EXERCISE REQUIREMENTS: Copy all the material below, exactly as it stands.
____________________
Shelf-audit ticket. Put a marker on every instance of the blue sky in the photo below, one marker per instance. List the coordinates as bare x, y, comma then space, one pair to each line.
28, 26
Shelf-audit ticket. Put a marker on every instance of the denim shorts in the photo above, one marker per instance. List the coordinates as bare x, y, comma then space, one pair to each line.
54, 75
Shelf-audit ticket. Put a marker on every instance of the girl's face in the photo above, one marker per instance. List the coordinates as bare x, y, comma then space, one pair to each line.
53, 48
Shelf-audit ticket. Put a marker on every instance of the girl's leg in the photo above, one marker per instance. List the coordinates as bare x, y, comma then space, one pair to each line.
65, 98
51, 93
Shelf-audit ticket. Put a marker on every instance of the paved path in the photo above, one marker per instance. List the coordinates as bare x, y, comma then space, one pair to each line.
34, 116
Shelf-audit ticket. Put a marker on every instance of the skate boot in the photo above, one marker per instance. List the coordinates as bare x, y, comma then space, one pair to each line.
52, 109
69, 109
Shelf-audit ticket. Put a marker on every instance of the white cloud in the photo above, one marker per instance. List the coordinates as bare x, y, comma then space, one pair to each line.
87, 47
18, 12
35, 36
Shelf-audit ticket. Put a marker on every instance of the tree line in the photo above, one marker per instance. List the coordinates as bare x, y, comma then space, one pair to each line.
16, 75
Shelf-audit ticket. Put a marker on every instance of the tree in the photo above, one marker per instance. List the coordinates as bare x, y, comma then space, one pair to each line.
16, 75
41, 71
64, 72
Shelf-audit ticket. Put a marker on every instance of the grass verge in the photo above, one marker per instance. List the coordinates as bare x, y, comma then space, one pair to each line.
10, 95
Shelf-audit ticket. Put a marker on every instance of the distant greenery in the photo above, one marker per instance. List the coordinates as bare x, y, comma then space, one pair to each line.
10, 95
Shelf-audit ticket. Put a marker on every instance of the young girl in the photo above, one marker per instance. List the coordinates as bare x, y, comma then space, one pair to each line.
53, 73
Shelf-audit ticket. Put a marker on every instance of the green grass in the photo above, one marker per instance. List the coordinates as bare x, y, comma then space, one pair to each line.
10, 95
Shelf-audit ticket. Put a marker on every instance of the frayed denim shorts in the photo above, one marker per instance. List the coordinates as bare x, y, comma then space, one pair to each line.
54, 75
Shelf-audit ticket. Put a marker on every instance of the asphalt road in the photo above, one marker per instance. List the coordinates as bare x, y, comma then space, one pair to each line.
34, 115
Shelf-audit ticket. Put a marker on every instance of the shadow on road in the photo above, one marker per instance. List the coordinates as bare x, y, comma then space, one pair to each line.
____________________
FINISHED ANSWER:
Shelf-audit ticket. Put a marker on every instance of the blue sky in the photo below, one marker per instance. List the coordinates as bare x, y, comma then space, one pair to each line.
28, 26
Shelf-audit ticket. Put a marker on every instance of the denim shorts in the photo above, one marker per instance. List the coordinates as bare x, y, comma then space, one pair to each line.
54, 75
Shelf-audit ticket. Put a marker on every instance of the girl's face in the photo above, one marker per instance. List the coordinates as bare x, y, comma then space, one pair to each line.
53, 48
Shelf-audit ticket. Put a marker on every instance of the girl's leg in the photo above, one marker per instance. List the coordinates as bare x, y, comma then space, one pair to each line.
65, 98
51, 93
Shelf-audit ticket. Put a marker on every instance of the paved path in the photo above, one marker per instance. List the coordinates as bare x, y, comma then space, one pair to each line.
34, 116
Shelf-audit ticket. Put a marker on every instance of the skate boot in the photo above, one marker per instance. List the coordinates as bare x, y, comma then space, one pair to each line.
52, 109
69, 109
Shelf-audit ticket. Put a marker on every instance of the white cloud in the photo above, one marker per instance. List the coordinates as bare x, y, comma then space, one pair to each line.
87, 47
18, 12
35, 36
Shelf-audit ticket. Put a marker on every instance of the tree line in the photo above, one marker per instance. List the coordinates as bare x, y, comma then space, one pair to each line.
16, 75
Shelf-audit ticket. Put a marker on every instance of the tree in the photo above, one marker per instance. List the coordinates as bare x, y, comma then space, one pair to each line.
16, 75
41, 71
64, 72
Shelf-audit ticket. Put a marker on every instance of the grass verge in the photo above, one marker per instance. List the coordinates as bare x, y, comma then space, one pair to each line.
10, 95
Shelf-audit ticket. Put a marker on every instance of the distant greenery in the photo above, one marker per instance. List the coordinates as bare x, y, comma then space, one pair to each line.
10, 95
Shelf-audit ticket. Put a marker on every instance of the young girl in the photo above, one marker per instance. List the coordinates as bare x, y, comma then space, one pair to each line.
53, 73
Shelf-audit ticket. Put a marker on every instance of the green grass in the photo above, one marker per instance. List the coordinates as bare x, y, comma then space, one pair to each line.
10, 95
Shelf-audit ticket. Put a marker on every instance of the frayed denim shorts in the photo above, one marker per instance. List the coordinates as bare x, y, comma then space, one pair to each line.
54, 75
Shelf-audit ticket. Put a marker on every instance of the asphalt road in the photo above, one marker per instance. List the coordinates as bare x, y, comma then space, one pair to each line.
34, 115
Shelf-audit ticket. Put a marker on every instance of the shadow on road in the photo above, one marker per instance. List the coordinates as bare x, y, comma then space, one pair to each line.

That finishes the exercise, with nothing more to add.